> [Directions]: Convert everything from the line containing "Spot every instance of man" down to the line containing "[1018,624,1056,752]" into a JSON list of strings, one string per line, with blank lines and the pictures left out.

> [Source data]:
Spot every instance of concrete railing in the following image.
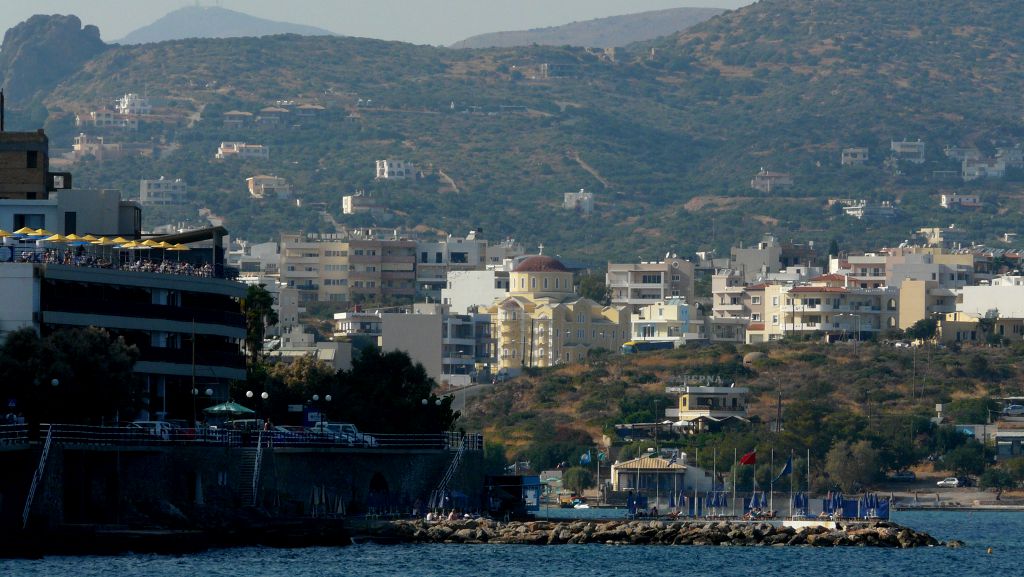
* * *
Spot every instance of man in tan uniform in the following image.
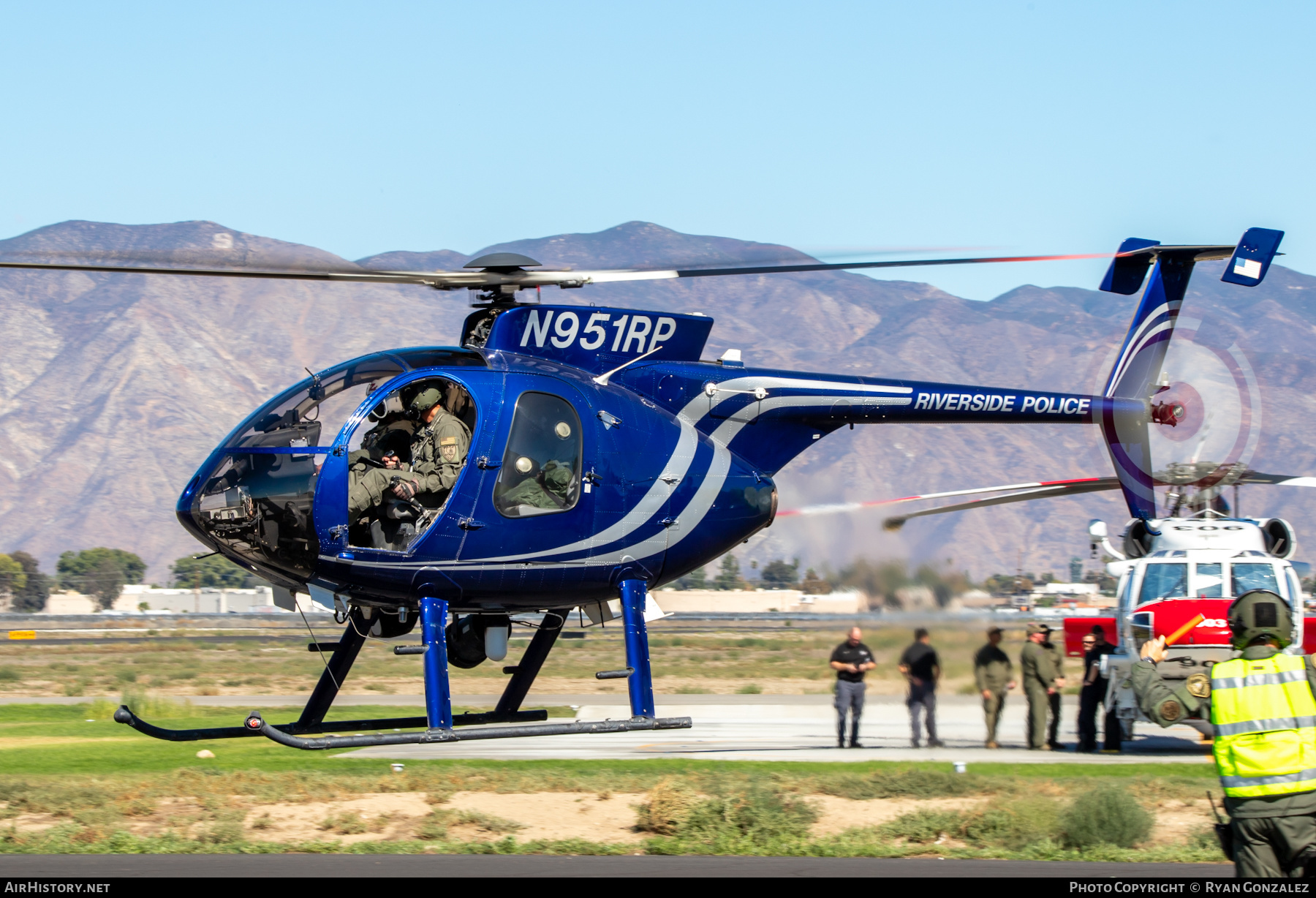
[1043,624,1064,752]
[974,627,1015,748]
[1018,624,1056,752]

> [Output]:
[
  "Spot every instance of man in tan uniform in the following image.",
  "[1043,624,1064,752]",
  "[974,627,1015,748]",
  "[1018,624,1056,752]"
]